■ **WHAT IS NEEDED**: Write out these lines again, swapping every "spot" for "locate" and leaving everything else the same.

[Pointing dataset excerpts]
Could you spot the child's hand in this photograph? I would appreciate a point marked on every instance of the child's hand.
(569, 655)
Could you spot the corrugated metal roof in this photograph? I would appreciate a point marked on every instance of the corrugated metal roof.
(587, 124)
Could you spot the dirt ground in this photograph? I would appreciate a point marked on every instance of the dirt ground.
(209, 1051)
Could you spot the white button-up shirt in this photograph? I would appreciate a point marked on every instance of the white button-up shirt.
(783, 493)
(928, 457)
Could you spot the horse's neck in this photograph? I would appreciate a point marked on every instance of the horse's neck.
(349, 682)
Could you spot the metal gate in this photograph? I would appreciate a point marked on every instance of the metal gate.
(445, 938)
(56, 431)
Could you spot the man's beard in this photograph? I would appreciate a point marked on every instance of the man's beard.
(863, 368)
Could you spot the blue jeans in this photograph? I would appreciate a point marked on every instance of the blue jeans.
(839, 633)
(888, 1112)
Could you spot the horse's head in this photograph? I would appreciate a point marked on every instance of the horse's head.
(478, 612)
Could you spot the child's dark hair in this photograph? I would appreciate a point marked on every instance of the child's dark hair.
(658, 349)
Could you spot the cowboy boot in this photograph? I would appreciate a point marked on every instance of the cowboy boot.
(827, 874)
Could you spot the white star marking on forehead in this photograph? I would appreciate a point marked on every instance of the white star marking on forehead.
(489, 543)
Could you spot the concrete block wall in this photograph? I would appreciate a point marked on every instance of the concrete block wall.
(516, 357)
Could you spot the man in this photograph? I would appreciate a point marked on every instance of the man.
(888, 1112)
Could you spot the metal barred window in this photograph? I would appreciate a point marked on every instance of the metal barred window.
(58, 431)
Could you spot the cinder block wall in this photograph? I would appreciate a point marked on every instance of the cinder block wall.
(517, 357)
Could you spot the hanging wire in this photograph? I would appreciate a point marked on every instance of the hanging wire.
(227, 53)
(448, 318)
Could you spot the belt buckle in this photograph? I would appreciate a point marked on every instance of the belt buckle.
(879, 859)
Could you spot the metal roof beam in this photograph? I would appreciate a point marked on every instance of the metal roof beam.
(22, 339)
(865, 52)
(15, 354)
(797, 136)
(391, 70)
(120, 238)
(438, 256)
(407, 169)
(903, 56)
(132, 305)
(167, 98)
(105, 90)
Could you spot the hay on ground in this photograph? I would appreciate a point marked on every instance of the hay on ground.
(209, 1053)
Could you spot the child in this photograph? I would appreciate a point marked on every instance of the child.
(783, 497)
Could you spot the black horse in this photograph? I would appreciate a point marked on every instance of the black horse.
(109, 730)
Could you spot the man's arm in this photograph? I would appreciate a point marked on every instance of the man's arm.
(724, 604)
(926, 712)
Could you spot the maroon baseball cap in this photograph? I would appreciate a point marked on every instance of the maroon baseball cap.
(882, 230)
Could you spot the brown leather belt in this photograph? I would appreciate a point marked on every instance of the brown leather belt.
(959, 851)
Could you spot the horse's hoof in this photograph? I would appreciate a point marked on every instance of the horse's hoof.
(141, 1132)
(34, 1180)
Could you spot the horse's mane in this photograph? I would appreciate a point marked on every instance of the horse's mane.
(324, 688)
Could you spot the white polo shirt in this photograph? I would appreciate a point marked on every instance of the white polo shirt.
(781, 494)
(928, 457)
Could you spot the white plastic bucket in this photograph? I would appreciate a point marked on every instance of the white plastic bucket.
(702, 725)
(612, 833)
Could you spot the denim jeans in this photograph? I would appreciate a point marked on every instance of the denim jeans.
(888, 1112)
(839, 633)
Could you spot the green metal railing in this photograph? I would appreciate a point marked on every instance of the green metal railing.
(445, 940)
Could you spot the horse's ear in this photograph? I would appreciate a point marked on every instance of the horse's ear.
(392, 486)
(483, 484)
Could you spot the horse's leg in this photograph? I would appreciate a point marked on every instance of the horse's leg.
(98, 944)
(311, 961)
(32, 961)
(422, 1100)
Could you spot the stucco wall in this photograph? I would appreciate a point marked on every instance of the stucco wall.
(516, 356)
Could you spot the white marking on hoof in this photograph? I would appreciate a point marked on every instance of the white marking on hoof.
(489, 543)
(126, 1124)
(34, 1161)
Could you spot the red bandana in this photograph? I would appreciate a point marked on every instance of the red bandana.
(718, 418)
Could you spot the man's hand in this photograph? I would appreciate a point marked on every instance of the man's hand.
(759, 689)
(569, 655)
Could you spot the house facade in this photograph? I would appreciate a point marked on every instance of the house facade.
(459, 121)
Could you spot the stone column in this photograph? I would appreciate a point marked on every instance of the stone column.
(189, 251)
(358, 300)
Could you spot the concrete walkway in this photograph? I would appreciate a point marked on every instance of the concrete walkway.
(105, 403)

■ **WRITTEN SOLUTION**:
Could you locate the child's hand in this photograph? I would appreciate a point marked on every instance of the child's hand.
(569, 655)
Could you locate the corrugated metal roof in this photograph? I would appreciate a point marked on every instance of the corrugated metal roof.
(587, 124)
Could you locate the dirt ground in this photograph? I would appreciate a point marked on every instance of the dirt ground.
(209, 1051)
Could you locate the white button-up shirt in this photograph? I would appreciate a point marked on every instance of the white button-up shirt.
(783, 493)
(928, 457)
Could you locate the horse's neck in this photograph? I would appreciate a point marked on every instance of the horse's neck.
(349, 682)
Could you locate the metal gate in this photograph? I would appreciate a point marked on every instance of the metal gate.
(445, 938)
(56, 431)
Could you locate the man's beard in this photograph? I would appreciate a point marked on every instance of the man's beard.
(863, 368)
Could you locate the blue jeans in this photograph? I would appreciate a point marked on every instance of the blue jeans.
(839, 633)
(888, 1112)
Could you locate the horse's head in this photograph? I would appreciate a point marked on every instance of the horse's head.
(478, 612)
Could you locate the child's dark hair in this photograph? I would appreciate a point marked on every instance of the child's dark hair.
(658, 349)
Could you locate the cowboy boot in this photograph? I would appreciate a point marked on every instance of the cowboy boot.
(827, 874)
Could you locate the white star marking on forehead in this photograph? I would appreciate a point marked on every instance of the white star marking on forehead.
(489, 543)
Could you locate the concrete block wall in this photograph? I would appreciate a point marked on every instance of the concrete block wall.
(516, 357)
Could you locate the man in this photograph? I would appreciate a point marked on every instance of the man.
(888, 1112)
Could you locate the metal barred window in this photograph? I would appreciate a point marked on every instance of the metal barred window.
(58, 431)
Could you locate the cinder block wall in this photograph? I would appreciate a point marked on every instance of the cinder block wall.
(517, 357)
Could you locate the hanging wire in this photograph? I would appreciate a point marked on every instance of the hanging wire.
(227, 53)
(448, 318)
Could you locate the belt buckle in this photograph? I would appreciate a point marked on every instance of the belt buckle.
(879, 859)
Could you locate the metal roof beam in this photograph? I would appreciate a point marked on every instance of the metal roof beam.
(22, 339)
(865, 52)
(15, 354)
(797, 136)
(391, 70)
(120, 238)
(438, 256)
(407, 169)
(903, 56)
(132, 305)
(167, 98)
(105, 90)
Could you locate the hay on ground in this photograph? I would appreciate a point marked on every instance of the hay on ground.
(209, 1053)
Could you locate the child in this photograph? I would appreciate a point marked on every instance of the child.
(783, 497)
Could you locate the black horse in this photograph? I would appreciate a point marked on every instance of the black horse.
(109, 730)
Could you locate the man's arm in this photograph? I would appreciate a point marked on every instance of the man's arm.
(724, 604)
(926, 712)
Could you locate the maroon baseball cap in this photograph? I would appreciate a point marked on every instance of the maroon baseball cap.
(882, 230)
Could you locate the brown leather belt in this photograph? I would appreciate a point marked on every instance of the brown leather belt.
(959, 851)
Could you locate the horse's hoof in this photograph? I would appreciate a point marked on every instance of the horse's hoof.
(141, 1132)
(34, 1180)
Could you locate the horse's mane in this photograph? I would appreciate a point marked on every instance of the horse's mane.
(324, 688)
Could you locate the white polo shirt in this photograph? I would appreciate a point marked on every instance of the white polo shirt.
(781, 494)
(928, 457)
Could you locate the white plastic bucket in this photograph? I would appreciate a point marked on every instance of the white plastic bucket.
(702, 725)
(612, 833)
Could you locate the denim jeans in this photograph? I would appreciate a point marked on every instance of the denim jeans.
(888, 1112)
(839, 633)
Could you locate the green metal railing in this photograph? I would appreciate a point marked on every instance of the green metal railing.
(445, 940)
Could you locate the horse's ear in this photograph? I would appreciate a point marked on every instance of the horse's ear.
(392, 486)
(483, 484)
Could you locate the horse's leg in this photograph? I would appreciate a point marked on every instance of the horse's leg.
(98, 944)
(311, 961)
(32, 961)
(422, 1100)
Could you locate the stucco wall in this photograph? I would appreciate a point marked on every instance of the stucco wall.
(516, 356)
Could you locate the white marking on hoof in this photograph? I would appreciate a point marked on every instance of the white marking on hoof.
(489, 543)
(126, 1124)
(34, 1161)
Could you locate the red bandana in this photograph? I would appreciate a point marked on every instance of the red bandana.
(718, 418)
Could you locate the man's hand in this photograph? I would appreciate a point marked on every instance of the man's hand.
(759, 689)
(569, 655)
Could you locate the house facade in this photograph? I would appreciate a point marked on every instance of the house facade.
(459, 121)
Could you locate the stone column in this photograph? I would appreciate a point marked on every instance of the stone column.
(189, 251)
(358, 300)
Could you locate the concrete walkway in this photograph? I would appreciate a point marked on every instance of the concrete walkway.
(105, 403)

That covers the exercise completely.